Records from a collection:
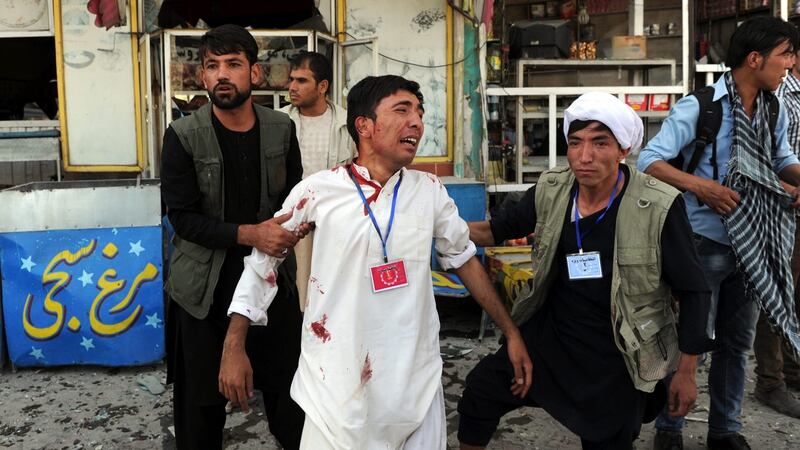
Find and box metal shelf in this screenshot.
[522,109,669,120]
[484,0,690,192]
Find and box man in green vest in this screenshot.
[458,92,709,449]
[161,25,307,449]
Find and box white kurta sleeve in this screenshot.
[433,181,477,270]
[228,181,313,325]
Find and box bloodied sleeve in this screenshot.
[228,180,314,325]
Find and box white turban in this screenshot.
[564,92,644,153]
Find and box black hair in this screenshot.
[200,24,258,66]
[347,75,424,145]
[725,16,798,69]
[290,51,333,90]
[567,120,617,135]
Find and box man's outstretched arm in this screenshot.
[453,257,533,397]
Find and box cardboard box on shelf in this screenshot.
[650,94,669,111]
[625,94,649,111]
[611,36,647,59]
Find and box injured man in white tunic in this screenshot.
[228,164,482,450]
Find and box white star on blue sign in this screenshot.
[80,336,94,352]
[144,313,161,328]
[78,270,94,287]
[128,240,144,256]
[20,256,36,272]
[28,347,44,359]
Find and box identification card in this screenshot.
[369,259,408,292]
[567,252,603,280]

Task goal -
Locate each line in the items above that contains the word "this", and copy every such line.

Reply -
Find and box metal shelf in this screenshot.
Find and box man in green vest in this screenshot.
Find and box white kurta sleeve in this screenshot.
Find and box bloodied sleeve in this screenshot.
Find and box white turban in this screenshot.
Find and box black hair in this screenshot.
Find and box man's outstretched arm in this screenshot.
Find and box cardboard box on shelf in this screenshot.
Find and box injured man in white tunic in this screenshot.
Find and box white star on blue sign in this screenshot.
Find and box identification card in this screenshot.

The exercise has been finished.